Copy every one of the entries below word for word, with no changes.

* DATA SHOWN *

╔══

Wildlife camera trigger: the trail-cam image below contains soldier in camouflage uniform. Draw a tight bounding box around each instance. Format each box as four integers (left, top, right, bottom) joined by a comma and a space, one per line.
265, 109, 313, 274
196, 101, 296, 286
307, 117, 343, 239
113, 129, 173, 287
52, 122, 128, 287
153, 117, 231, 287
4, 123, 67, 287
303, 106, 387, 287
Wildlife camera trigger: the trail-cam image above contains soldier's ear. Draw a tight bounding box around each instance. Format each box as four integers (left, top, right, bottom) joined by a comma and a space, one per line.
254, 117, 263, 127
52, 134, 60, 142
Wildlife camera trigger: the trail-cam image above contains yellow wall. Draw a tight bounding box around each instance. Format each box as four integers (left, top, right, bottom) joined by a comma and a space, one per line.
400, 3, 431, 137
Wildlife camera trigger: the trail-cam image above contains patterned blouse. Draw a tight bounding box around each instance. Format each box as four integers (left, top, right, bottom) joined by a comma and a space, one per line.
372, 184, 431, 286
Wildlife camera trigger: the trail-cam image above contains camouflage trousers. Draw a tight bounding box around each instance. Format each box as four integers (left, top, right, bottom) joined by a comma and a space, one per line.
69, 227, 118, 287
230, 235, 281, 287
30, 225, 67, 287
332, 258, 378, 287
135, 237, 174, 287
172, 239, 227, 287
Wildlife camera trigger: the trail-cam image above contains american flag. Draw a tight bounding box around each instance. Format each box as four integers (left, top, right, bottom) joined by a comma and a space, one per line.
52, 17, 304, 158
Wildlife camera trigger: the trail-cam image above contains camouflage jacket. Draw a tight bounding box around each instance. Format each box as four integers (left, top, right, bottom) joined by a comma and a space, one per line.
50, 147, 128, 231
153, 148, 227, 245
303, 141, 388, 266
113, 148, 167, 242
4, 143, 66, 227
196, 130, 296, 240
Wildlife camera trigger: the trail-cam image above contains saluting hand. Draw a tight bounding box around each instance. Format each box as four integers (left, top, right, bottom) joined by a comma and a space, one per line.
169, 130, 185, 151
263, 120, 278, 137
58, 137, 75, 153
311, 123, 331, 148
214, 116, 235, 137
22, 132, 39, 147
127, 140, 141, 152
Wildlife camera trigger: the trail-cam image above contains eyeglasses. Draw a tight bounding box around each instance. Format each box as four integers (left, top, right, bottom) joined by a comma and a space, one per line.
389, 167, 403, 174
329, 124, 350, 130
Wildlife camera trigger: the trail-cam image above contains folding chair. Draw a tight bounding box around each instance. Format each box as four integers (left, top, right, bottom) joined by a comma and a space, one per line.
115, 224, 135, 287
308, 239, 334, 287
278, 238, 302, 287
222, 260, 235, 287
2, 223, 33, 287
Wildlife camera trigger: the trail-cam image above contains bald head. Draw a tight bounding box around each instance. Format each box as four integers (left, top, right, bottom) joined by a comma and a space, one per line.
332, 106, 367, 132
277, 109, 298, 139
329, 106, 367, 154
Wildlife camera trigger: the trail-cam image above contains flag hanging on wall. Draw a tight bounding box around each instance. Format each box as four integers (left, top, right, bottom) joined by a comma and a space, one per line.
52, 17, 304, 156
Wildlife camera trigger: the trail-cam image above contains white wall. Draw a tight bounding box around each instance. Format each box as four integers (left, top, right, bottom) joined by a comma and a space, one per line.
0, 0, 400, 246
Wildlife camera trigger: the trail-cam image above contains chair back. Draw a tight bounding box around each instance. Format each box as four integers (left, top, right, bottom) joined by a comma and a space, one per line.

╚══

* SOLUTION *
Wildlife camera trigger: the trail-cam image below contains soldier in camouflage uniform. Draw a tight bounding box around each instance. Format each box as four integers (left, top, right, bottom) joined by a comma and a space, one per line.
265, 109, 313, 274
196, 101, 296, 286
307, 117, 343, 239
113, 129, 173, 287
52, 122, 128, 287
153, 117, 231, 287
4, 123, 67, 287
303, 106, 387, 287
Wildlife camera trigger: the trail-cam image above contains soldier's ear. Draw a tight bounding box around each instance. Format each box as four integers (left, top, right, bottom) joined by a comma and a space, one per line.
254, 117, 263, 127
52, 134, 60, 142
Wildlife camera trigger: the trail-cam image above contains yellow wall. Draw a tight bounding box around each instance. Format each box as four integers (left, top, right, bottom) joined by a comma and a space, one per line.
400, 3, 431, 137
Wildlife camera trigger: the trail-cam image above contains patterned blouse. Draw a tight bounding box around each instance. Format each box as four integers (left, top, right, bottom) joined by a comma and a space, one per line.
372, 184, 431, 286
Wildlife camera trigger: the trail-cam image above contains camouflage trousers. Draw a tight bounding box around each instance. Format each box as four integers (left, top, right, bottom) joined by a comma and a space, one per line.
69, 227, 118, 287
230, 235, 281, 287
30, 225, 67, 287
332, 258, 378, 287
135, 237, 174, 287
172, 239, 227, 287
Wildlife camera trigger: the trail-cam image above contains american flag. Draw a tight bounding box around each instance. Format each box as four integers (left, top, right, bottom) joined by a comma and a space, one per line.
52, 17, 304, 158
Wildlife camera trigger: the trail-cam image above contains camouflage jacket. Draw a tight bounding box around each instance. Format each box as four integers (left, top, right, bottom) joined by a comma and a space, one per line.
50, 147, 128, 231
153, 148, 227, 245
303, 141, 388, 266
113, 148, 167, 242
4, 143, 66, 227
196, 130, 296, 240
Wildlife camera trigger: the trail-cam image above contains saluting hand. Draw a tight bounding box around each instance. Format each box as four integers (left, top, right, bottom) joined by a comma and a space, one per line.
169, 130, 185, 151
263, 120, 278, 137
58, 137, 75, 153
311, 123, 331, 148
214, 116, 235, 137
22, 132, 39, 147
127, 140, 141, 152
Wildlife camera trigger: the trail-cam image above contains eyeglasses. Draw a tight bounding box around each instance. Format each box as four integers (left, top, right, bottom) joined by a comma and a space, one per line.
389, 167, 403, 174
329, 124, 350, 130
Wildlife camera trigger: the trail-cam image above contains folding chair. Draw a tight bounding box around each instance. Format each box as four integers (left, top, right, bottom) joined by a comma and a space, one per line.
115, 224, 135, 287
308, 239, 334, 287
278, 238, 302, 287
222, 260, 235, 287
2, 223, 33, 287
Wildlife camera trigger: the trail-cam image above contains bald head. Draw a tight bounding box around each instance. Format each box as four integers (left, top, right, bottom) joined by a comma and a space, one per line.
332, 106, 367, 132
277, 109, 298, 139
329, 106, 367, 154
Wildlife camera trigger: the trail-cam image above contains flag hanging on wall. Draw a tight bounding box around each instance. Format each box as four integers (left, top, right, bottom) joined by a comma and a space, one per line.
52, 17, 304, 156
Wildlife camera trigger: the trail-cam image above contains white wall. Draw a tight bounding box around each instance. Format each box as four integers (left, top, right, bottom) joined by a comma and a space, one per line.
0, 0, 400, 246
Wildlife camera trigger: the trail-cam image above contains chair back. Draw a tight bounding box around each instance. Format each box as four integers (left, top, right, bottom) joined by a comma and a space, one per line.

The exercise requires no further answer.